··· Exercise inputs
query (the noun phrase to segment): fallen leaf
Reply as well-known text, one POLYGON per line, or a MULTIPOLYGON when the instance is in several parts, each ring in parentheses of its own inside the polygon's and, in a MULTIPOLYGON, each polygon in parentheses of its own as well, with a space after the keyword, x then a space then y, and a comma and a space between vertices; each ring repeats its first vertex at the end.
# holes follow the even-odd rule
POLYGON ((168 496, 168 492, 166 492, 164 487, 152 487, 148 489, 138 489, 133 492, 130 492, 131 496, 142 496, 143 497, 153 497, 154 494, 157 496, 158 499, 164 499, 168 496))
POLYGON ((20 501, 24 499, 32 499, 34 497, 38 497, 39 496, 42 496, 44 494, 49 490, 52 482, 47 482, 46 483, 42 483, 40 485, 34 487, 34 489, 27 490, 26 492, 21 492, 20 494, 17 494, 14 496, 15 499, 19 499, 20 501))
······
* Exercise prompt *
Update the data above by replacing "fallen leaf" with "dry leaf" and leaving everything else unchanged.

* Complete output *
query (the noun phrase to segment): dry leaf
Reply as well-known text, one POLYGON per line, or a MULTIPOLYGON when the instance is in several parts, each ring in parentheses of its own inside the polygon's and, in a MULTIPOLYGON, each polygon in parentheses of its own as well, with a space after the keyword, x then a space then y, and a comma and a space between vertices; each ring repeats its first vertex at the end.
# holes follow the even-odd rule
POLYGON ((168 496, 168 492, 166 492, 164 487, 152 487, 148 489, 138 489, 133 492, 130 492, 131 496, 142 496, 143 497, 153 497, 154 494, 157 496, 158 499, 164 499, 168 496))
POLYGON ((20 501, 24 499, 32 499, 34 497, 38 497, 39 496, 42 496, 44 494, 49 490, 52 482, 47 482, 46 483, 42 483, 40 485, 34 487, 34 489, 27 490, 26 492, 21 492, 20 494, 17 494, 14 496, 15 499, 19 499, 20 501))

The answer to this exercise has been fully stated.